Exercise material -
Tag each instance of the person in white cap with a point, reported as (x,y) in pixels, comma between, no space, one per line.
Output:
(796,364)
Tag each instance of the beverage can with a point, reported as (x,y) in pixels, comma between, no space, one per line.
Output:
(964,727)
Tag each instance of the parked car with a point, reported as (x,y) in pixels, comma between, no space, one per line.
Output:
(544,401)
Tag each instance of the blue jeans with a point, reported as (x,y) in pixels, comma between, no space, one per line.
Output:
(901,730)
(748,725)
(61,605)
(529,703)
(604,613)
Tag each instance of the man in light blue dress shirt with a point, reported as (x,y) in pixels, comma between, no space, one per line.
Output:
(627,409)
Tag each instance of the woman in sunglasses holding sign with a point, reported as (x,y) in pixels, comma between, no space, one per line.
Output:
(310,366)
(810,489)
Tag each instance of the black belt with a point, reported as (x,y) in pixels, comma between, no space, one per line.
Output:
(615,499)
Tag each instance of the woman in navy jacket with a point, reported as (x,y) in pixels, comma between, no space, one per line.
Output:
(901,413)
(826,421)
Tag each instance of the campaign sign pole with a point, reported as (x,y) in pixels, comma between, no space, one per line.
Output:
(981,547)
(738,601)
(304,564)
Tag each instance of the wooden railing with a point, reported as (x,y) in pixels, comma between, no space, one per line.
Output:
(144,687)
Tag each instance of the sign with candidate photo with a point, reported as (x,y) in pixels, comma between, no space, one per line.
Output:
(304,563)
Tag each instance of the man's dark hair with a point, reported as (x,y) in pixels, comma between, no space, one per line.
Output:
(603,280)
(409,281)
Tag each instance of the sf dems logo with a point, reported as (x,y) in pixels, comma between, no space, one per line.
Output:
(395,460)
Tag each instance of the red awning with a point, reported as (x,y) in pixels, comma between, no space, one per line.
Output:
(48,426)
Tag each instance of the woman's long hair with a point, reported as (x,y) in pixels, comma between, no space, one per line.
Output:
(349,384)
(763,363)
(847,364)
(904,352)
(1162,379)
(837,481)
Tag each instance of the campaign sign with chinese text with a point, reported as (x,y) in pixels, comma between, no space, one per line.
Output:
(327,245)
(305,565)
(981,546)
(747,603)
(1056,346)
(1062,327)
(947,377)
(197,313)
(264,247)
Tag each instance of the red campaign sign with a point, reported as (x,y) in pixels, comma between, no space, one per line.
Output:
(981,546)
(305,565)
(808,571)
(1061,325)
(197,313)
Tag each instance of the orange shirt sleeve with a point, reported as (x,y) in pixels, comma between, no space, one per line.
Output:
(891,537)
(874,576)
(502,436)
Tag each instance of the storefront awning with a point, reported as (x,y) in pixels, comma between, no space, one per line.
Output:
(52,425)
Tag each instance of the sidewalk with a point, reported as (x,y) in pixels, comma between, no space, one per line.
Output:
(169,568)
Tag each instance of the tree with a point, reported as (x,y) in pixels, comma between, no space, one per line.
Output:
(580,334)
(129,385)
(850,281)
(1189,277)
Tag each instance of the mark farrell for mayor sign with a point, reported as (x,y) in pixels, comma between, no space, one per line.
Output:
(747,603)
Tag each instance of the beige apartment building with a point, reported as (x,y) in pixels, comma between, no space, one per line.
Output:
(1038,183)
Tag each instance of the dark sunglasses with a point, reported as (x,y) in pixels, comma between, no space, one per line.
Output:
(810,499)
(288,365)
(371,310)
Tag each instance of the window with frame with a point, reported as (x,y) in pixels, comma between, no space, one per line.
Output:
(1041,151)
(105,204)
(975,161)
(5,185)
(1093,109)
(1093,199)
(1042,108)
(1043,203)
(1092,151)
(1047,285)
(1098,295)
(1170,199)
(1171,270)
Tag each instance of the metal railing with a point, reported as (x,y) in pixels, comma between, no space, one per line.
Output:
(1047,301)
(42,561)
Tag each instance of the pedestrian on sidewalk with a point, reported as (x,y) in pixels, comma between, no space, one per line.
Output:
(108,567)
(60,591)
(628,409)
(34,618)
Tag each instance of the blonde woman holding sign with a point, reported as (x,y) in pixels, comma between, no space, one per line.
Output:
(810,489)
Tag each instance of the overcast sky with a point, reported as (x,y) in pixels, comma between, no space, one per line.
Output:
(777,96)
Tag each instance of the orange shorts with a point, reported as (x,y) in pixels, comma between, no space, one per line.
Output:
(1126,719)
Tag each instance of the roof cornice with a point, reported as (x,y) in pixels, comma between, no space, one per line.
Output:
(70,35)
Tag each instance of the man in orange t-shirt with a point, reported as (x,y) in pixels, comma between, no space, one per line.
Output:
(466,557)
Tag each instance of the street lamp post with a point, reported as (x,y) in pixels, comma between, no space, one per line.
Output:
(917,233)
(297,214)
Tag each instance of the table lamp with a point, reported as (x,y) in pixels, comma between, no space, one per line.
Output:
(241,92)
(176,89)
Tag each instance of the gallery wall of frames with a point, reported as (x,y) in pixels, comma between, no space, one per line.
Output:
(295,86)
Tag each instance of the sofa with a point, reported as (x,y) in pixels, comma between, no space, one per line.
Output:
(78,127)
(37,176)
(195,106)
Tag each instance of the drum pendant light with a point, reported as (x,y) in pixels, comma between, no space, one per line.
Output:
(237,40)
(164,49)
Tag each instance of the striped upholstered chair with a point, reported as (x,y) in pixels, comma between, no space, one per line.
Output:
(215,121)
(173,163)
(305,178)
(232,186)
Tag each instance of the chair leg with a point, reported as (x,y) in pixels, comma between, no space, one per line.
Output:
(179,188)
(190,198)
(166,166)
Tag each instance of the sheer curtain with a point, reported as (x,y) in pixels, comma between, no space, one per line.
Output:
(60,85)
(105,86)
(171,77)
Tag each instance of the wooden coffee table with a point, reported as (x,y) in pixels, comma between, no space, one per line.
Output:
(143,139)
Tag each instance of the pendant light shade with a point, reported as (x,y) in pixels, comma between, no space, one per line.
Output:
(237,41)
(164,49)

Work instruction - Would you return all of the data exactly as given?

Answer below -
Tag each instance of the person in white cap with a point, reported as (x,y) in pixels, comma between, no space, one per line.
Output:
(796,364)
Tag each instance of the beverage can with a point, reported as (x,y) in pixels, comma between, no space, one per line.
Output:
(964,727)
Tag each instance of the parked car with a point, reported as (x,y) in pixels, comma between, no space, one per line.
Output:
(544,401)
Tag each instance of the blue jeans with a point, reported as (x,y) in pixels, comma between, no space, one per line.
Output:
(901,730)
(748,725)
(61,605)
(529,703)
(604,613)
Tag each instance of the man in light blue dress shirt with a point, reported as (x,y) in pixels, comma between, no space, one per line.
Output:
(627,409)
Tag each instance of the woman in sunglasses holding sign with a point, reported as (x,y) in pixels, comma between, no space, one per line.
Output:
(310,366)
(810,489)
Tag each instance of the black belt with a point, reported as (x,y) in pixels, comma between, no space, one per line.
Output:
(615,499)
Tag each instance of the woman in navy jacket with a point, reported as (x,y) in pixels, comma between, no space, one per line.
Output:
(901,413)
(826,421)
Tag each instance of the campaign sign pole with a point, reported as (x,y) in pixels, comma between, no space, one per line.
Output:
(981,547)
(738,601)
(304,564)
Tag each instance of the wooden railing with a point, reported as (x,y) in pixels, comma between, no space, one per line.
Output:
(144,687)
Tag each instance of the sign with candidate photo with a point, reported as (x,y) in pixels, comma between, no space, one per line.
Output:
(304,563)
Tag each instance of the man's dark hair with a point, reported as (x,y) in pixels, comma between, no space, one per line.
Output:
(603,280)
(409,281)
Tag each instance of the sf dems logo with a point, reported as (x,y) in pixels, comma between, no space, one per line.
Output:
(395,460)
Tag each instance of the red awning with a point, reported as (x,y) in pixels, comma between, no space, one per line.
Output:
(48,426)
Tag each instance of the woman's long hair with a point, reported as (x,y) in pixels, comma between, no space, one per line.
Output:
(349,384)
(763,363)
(847,364)
(904,352)
(1162,379)
(837,481)
Tag each instance of the campaign sign with chinese text with a point, reported as (x,y) in pixels, comma between, no space, one per line.
Output:
(327,245)
(305,565)
(981,546)
(747,603)
(1056,346)
(1062,327)
(947,377)
(197,313)
(264,247)
Tag each instance of the red campaign sign with a point, reported as (x,y) in pixels, comma between, no space, one per line.
Output:
(981,546)
(305,565)
(808,571)
(1061,325)
(197,313)
Tag each instance of the orange shirt sleeve with a point, reported as (x,y) in pixels, comma between, no space, one per line.
Output:
(891,537)
(874,576)
(502,436)
Tag each instance of the storefront awning with a point, reported as (x,y) in pixels, comma between, no space, one per line.
Output:
(52,425)
Tag each instance of the sidewalk with a point, reported as (x,y) in pixels, comma between, no space, one per line.
Output:
(169,568)
Tag each instance of the tree with a point, reported as (x,y) in pixels, comma between, no space, one per line.
Output:
(580,334)
(129,385)
(850,281)
(1189,277)
Tag each instance of the mark farrell for mayor sign with a point, reported as (x,y) in pixels, comma between, no space, one per line.
Output:
(747,603)
Tag each instance of the beige apartment building with a point, reported as (x,y) in pixels, comma between, no space, one per line.
Output:
(1038,183)
Tag each instance of the dark sunglasses with a point, reported as (x,y) in pixels, comma between, no space, one per line.
Output:
(810,499)
(288,365)
(371,310)
Tag each instance of the window with frame with a point, reported as (x,y) in pixels, comma between, no space, one per line.
Output:
(1041,151)
(105,204)
(975,161)
(5,185)
(1093,109)
(1093,199)
(1042,108)
(1043,203)
(1092,151)
(1047,285)
(1098,295)
(1170,199)
(1171,270)
Tag each instance of the metal railing with a point, reported as (x,y) in pixels, comma between, no space, one per line.
Output:
(1047,301)
(42,561)
Tag each instance of the pedestrian on sidewalk with a point, reported as (x,y) in pixels, comma between, no space, one per line.
Output:
(108,567)
(60,591)
(628,409)
(34,618)
Tag each instance of the blonde woman holding sign with a point, reported as (x,y) in pixels, comma between, no space, one per line.
Output:
(810,489)
Tag each instance of the overcast sky with a point, reported as (x,y) in pixels, comma between, no space, one per line.
Output:
(777,96)
Tag each instance of the orange shorts with a point, reported as (x,y) in pixels, comma between, no space, one per line.
Output:
(1126,719)
Tag each instance of the roof cornice with a point, reported as (x,y) in pixels, comma between, no space, one per line.
Output:
(70,35)
Tag each instance of the man in orange t-shirt with a point, reported as (x,y) in pixels, comma between, no space, one per line.
Output:
(466,557)
Tag each instance of the street lamp post with a point, reported as (x,y) in pixels, comma between, no space, one per line.
Output:
(917,233)
(297,214)
Tag each instance of the table lamp with a point, reported as (x,y) in pixels, comma between, no space, one per line.
Output:
(241,92)
(176,89)
Tag each instance of the gallery wall of frames with a point, reported as (x,y) in pixels, comma between, no space, one per line.
Output:
(295,86)
Tag each instance of the sofa with a point, reported as (x,y) in pixels, comma between, no space, one per line.
Output:
(78,127)
(37,176)
(195,106)
Tag each instance of the drum pendant light with a point, reported as (x,y) in pixels, comma between, no space, one per line.
Output:
(237,40)
(164,49)
Tag each instance of the striped upholstered chair with a point, reported as (x,y) in pixels, comma between, no space, one per line.
Output:
(215,121)
(173,163)
(305,178)
(232,186)
Tag each instance of the chair leg with a point, reported as (x,y) in pixels, comma between, no space, one per line.
Output:
(179,188)
(190,198)
(166,166)
Tag each instance of the sheer curtain with a point, reported as (x,y) in pixels, comma between, no space, one per line.
Output:
(60,85)
(105,86)
(171,77)
Tag each instance of the wooden coffee table with a point, reported as (x,y) in pixels, comma between, no space, one per line.
Output:
(143,139)
Tag each instance of the pendant light shade with a point, reported as (x,y) in pixels, comma between, no space, one per line.
Output:
(237,41)
(164,49)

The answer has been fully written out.